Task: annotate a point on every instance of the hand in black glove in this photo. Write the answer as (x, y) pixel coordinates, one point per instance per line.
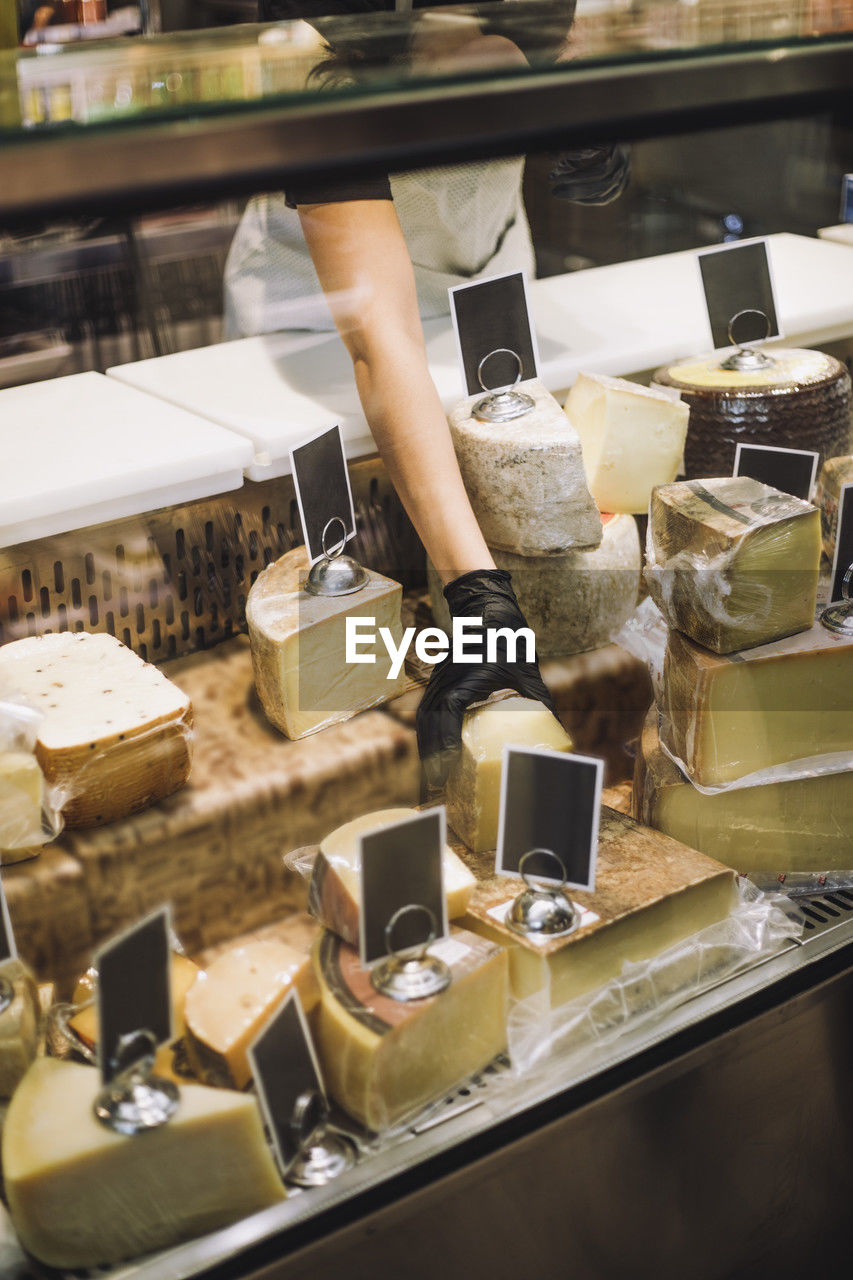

--

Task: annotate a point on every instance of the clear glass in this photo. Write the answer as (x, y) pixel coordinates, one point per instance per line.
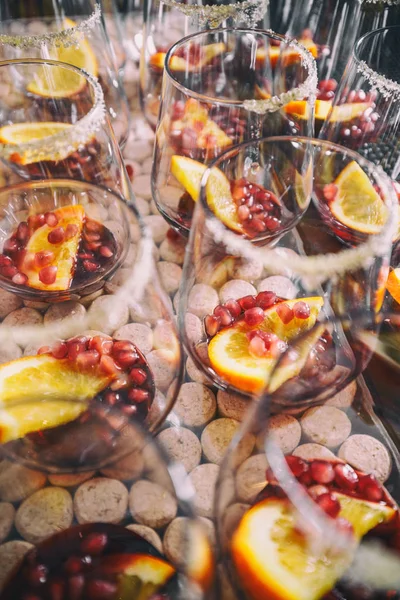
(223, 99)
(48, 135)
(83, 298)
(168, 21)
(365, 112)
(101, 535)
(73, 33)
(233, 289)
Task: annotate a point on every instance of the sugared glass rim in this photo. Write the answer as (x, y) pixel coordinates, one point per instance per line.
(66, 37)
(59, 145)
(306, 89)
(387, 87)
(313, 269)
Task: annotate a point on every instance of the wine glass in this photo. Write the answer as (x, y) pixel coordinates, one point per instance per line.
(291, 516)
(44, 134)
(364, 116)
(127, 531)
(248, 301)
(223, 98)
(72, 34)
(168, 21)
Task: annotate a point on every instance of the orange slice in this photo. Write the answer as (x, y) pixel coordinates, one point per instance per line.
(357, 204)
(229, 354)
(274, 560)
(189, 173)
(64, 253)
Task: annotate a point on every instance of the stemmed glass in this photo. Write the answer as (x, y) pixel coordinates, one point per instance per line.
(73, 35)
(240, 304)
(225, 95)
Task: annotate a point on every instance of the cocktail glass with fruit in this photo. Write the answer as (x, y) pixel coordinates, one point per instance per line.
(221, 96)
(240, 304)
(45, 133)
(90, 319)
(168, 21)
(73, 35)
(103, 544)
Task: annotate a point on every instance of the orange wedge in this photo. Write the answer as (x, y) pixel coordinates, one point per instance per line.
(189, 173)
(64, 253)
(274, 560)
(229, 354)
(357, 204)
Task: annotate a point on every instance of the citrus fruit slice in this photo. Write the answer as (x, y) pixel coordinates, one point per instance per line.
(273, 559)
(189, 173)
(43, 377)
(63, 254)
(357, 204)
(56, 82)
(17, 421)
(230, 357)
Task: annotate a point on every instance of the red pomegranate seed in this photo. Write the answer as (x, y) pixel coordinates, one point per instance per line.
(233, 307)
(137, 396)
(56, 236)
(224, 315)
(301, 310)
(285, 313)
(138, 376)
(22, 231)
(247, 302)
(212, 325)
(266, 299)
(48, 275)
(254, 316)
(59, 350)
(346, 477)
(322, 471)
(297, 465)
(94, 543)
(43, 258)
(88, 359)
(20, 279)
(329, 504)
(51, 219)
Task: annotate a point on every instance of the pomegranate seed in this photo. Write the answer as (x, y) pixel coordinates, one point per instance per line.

--

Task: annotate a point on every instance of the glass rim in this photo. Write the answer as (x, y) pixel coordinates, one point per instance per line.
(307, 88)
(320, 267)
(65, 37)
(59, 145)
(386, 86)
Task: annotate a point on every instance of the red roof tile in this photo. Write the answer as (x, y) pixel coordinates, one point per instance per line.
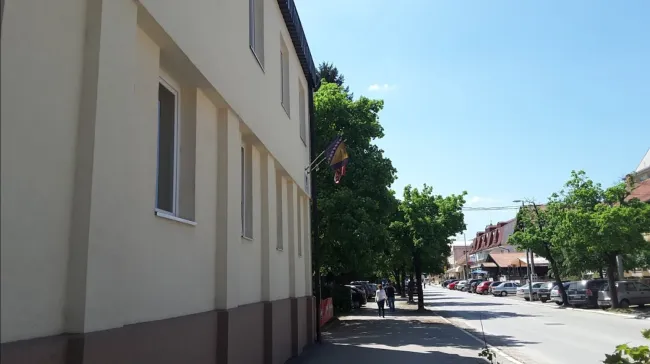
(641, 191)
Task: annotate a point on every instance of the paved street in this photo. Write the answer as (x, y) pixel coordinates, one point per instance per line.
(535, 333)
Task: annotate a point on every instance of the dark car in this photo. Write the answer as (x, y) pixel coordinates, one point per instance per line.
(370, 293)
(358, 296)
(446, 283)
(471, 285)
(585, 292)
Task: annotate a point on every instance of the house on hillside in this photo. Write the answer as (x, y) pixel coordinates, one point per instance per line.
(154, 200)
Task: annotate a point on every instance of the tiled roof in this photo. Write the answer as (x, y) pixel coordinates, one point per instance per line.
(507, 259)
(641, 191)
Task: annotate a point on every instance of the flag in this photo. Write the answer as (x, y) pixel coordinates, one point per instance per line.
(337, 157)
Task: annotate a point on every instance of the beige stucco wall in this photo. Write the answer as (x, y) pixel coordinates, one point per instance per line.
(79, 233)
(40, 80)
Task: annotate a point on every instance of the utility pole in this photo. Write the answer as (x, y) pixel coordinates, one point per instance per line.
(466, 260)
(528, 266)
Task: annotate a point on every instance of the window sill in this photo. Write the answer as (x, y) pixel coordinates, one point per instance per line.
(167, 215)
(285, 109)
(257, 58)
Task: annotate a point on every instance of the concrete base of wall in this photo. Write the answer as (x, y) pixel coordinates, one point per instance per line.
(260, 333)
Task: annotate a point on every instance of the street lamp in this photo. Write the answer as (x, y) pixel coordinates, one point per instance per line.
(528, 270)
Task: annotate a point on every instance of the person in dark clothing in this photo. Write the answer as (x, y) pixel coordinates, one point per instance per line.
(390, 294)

[Written exercise]
State how many lines of the data above include the word "dark". Reply with the number alone.

[Response to the task]
2